→ PROMPT:
Copy the lines below exactly as they appear, leaving out the pictures.

→ Rows from a dataset:

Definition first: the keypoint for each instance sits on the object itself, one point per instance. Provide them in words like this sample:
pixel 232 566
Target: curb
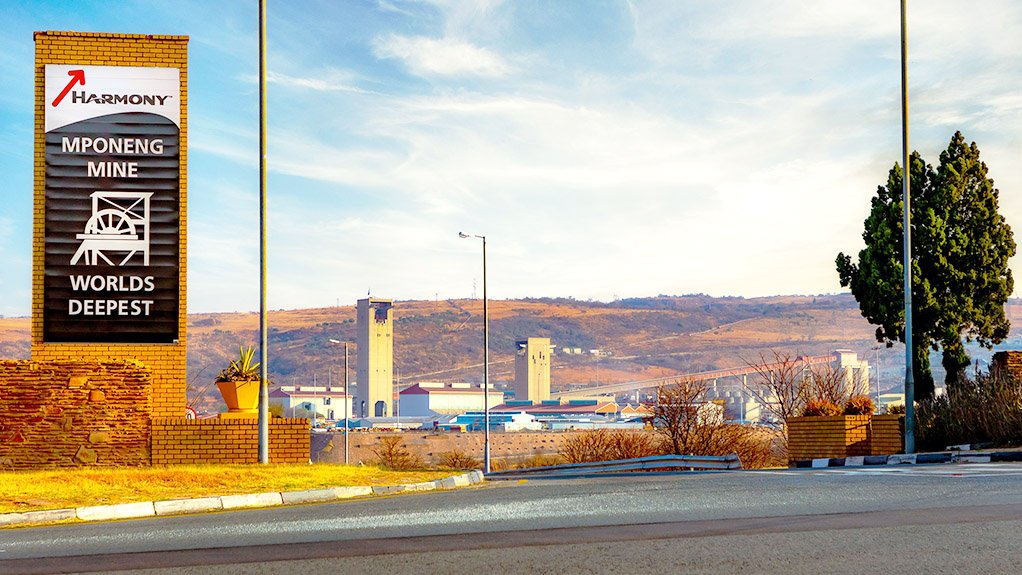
pixel 913 459
pixel 202 505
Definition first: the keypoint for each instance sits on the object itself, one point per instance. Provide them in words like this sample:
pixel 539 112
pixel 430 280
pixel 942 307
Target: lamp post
pixel 347 398
pixel 264 393
pixel 485 356
pixel 910 384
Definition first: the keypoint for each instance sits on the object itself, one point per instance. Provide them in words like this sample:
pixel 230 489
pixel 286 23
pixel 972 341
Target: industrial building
pixel 430 398
pixel 329 402
pixel 531 369
pixel 375 358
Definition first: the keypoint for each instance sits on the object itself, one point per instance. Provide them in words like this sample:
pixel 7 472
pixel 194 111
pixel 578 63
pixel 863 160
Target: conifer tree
pixel 961 246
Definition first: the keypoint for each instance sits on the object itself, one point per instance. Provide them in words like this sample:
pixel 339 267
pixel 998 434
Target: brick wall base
pixel 887 435
pixel 70 414
pixel 177 440
pixel 843 436
pixel 828 436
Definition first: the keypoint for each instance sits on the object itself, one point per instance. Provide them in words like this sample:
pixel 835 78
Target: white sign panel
pixel 75 93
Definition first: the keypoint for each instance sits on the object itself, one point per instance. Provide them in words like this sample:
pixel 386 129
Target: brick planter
pixel 828 436
pixel 887 435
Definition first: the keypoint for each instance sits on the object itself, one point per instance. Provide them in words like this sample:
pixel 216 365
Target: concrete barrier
pixel 178 507
pixel 122 511
pixel 252 500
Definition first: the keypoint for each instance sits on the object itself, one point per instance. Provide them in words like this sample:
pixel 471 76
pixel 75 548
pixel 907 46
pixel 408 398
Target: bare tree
pixel 783 384
pixel 676 413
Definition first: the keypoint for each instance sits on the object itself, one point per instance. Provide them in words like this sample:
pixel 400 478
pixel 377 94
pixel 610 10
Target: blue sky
pixel 606 148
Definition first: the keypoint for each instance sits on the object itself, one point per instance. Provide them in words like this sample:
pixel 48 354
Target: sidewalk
pixel 227 502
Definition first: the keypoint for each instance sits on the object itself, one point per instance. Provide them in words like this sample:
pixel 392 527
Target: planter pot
pixel 241 397
pixel 828 436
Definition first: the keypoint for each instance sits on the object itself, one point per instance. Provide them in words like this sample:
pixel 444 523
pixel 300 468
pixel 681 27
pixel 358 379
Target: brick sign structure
pixel 110 181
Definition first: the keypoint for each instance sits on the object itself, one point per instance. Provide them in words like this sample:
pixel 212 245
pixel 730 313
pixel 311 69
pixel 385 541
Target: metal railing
pixel 650 464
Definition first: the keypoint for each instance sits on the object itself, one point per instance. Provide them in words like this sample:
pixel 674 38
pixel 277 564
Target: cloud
pixel 446 56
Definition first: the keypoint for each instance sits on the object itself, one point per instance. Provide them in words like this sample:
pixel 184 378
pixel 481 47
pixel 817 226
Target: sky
pixel 606 149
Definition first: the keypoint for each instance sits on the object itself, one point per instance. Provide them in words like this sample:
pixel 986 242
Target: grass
pixel 62 488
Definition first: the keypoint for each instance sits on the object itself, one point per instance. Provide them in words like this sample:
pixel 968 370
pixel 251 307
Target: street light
pixel 347 398
pixel 485 356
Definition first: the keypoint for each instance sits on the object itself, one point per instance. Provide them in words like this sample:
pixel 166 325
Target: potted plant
pixel 239 384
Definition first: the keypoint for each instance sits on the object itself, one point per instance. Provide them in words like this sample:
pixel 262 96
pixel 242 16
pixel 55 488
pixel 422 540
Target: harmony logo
pixel 83 97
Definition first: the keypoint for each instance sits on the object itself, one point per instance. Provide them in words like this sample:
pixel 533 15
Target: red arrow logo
pixel 77 77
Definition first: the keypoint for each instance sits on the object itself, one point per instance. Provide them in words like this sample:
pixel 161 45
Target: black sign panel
pixel 111 239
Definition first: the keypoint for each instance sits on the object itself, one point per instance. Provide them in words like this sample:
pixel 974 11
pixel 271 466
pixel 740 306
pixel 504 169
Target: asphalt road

→ WORKED SOLUTION:
Definition first: the keypoint for each instance sits on the object itself, one point per instance. Provide them in words like this sample:
pixel 232 566
Target: curb
pixel 913 459
pixel 202 505
Definition first: the keypoint for each instance sits on the object itself, one point per instance. Provide them in words like this sample:
pixel 539 112
pixel 430 280
pixel 942 307
Target: lamp post
pixel 347 398
pixel 264 393
pixel 485 356
pixel 910 384
Definition first: the keypoint for each instance sits on the object itself, one point per instance. Provide them in words like this sample:
pixel 230 489
pixel 286 23
pixel 972 341
Target: industrial building
pixel 430 398
pixel 329 402
pixel 531 369
pixel 375 358
Definition first: the keypoint for each instance sits on the object itself, one point per instance. Provide them in words like this sample:
pixel 7 472
pixel 194 111
pixel 578 63
pixel 863 160
Target: conifer tree
pixel 961 246
Definition first: the keypoint for each instance sits on the object itself, one point per instance. Provide them in words like this sample:
pixel 339 267
pixel 998 434
Target: brick wall base
pixel 887 435
pixel 70 414
pixel 177 440
pixel 843 436
pixel 828 436
Definition first: the keypoint for each instance sits on the object itself, one point per instance. Provide them in words like this sample:
pixel 835 78
Target: white sign panel
pixel 75 93
Definition first: the keypoint for each instance sits on the object itself, one point per instance. Provide them in words like this sample:
pixel 386 129
Target: brick planter
pixel 828 436
pixel 887 435
Definition first: the keypoint for each instance sits on the object itself, one point per instance. Provide them in words like this sample:
pixel 216 365
Target: concrete barrier
pixel 178 507
pixel 122 511
pixel 252 500
Definition first: the keypoint for each instance sits on the object itself, one point per instance. Provide them in words like this sample:
pixel 471 76
pixel 75 548
pixel 907 46
pixel 408 398
Target: bare tree
pixel 783 384
pixel 676 413
Definition first: the keypoint for each instance sits on the object itself, one point per instance. Provide them in words like this sample:
pixel 400 478
pixel 377 94
pixel 610 10
Target: blue sky
pixel 606 148
Definition first: the keypoint for each instance sits on the object itself, one point per instance. Provide them in words like this sample:
pixel 48 354
Target: sidewalk
pixel 227 502
Definition first: the keypoint for each instance sits on the object itself, one point per instance. Provide them in words like this sample:
pixel 392 527
Target: planter pot
pixel 241 397
pixel 828 436
Definition first: the keypoint for each instance sits on the object itself, one point per instance. Provide them in words like this sample:
pixel 444 523
pixel 300 468
pixel 681 27
pixel 358 379
Target: brick sign structure
pixel 110 181
Definition first: the keypoint for each instance sits on the object itself, one point per instance. Provide them in words like this sample:
pixel 212 245
pixel 730 313
pixel 311 69
pixel 385 541
Target: metal railing
pixel 650 464
Definition first: the keypoint for each instance sits on the object itself, one point per instance. Provide them in words like this sample:
pixel 674 38
pixel 277 564
Target: cloud
pixel 446 56
Definition first: the keypoint for each instance sits on the object itself, one point per instance. Provide them in words like this sample:
pixel 184 378
pixel 481 47
pixel 817 226
Target: sky
pixel 606 149
Definition first: the keypoint for each instance sits on the object itself, one point per instance. Provide them in words like this sample:
pixel 986 242
Target: grass
pixel 62 488
Definition first: the keypoint for each instance sits on the object itself, one point per instance. Provide them in words like this sample:
pixel 968 370
pixel 251 307
Target: street light
pixel 347 398
pixel 485 356
Definition first: the keypoint for each instance sits on the object itself, one point per instance. Provide them in words like this sample:
pixel 166 325
Target: potted plant
pixel 239 384
Definition first: the keypoint for each instance sits on the object itself, one point per instance. Provide them in words like this sample:
pixel 262 96
pixel 242 16
pixel 55 488
pixel 422 540
Target: harmony logo
pixel 83 97
Definition first: the keypoint for each instance sits on the object itself, one point per instance. Provide them in words like this sample:
pixel 533 15
Target: red arrow logo
pixel 77 77
Definition first: the keypoint for each instance sits on the object itself, one point per instance. Provide them in words like this sample:
pixel 161 45
Target: black sign panel
pixel 111 239
Definition first: the keypoint for each instance sits on the object itself, one point per instance. Provide them in words like this sample:
pixel 974 11
pixel 271 466
pixel 740 306
pixel 504 169
Target: asphalt road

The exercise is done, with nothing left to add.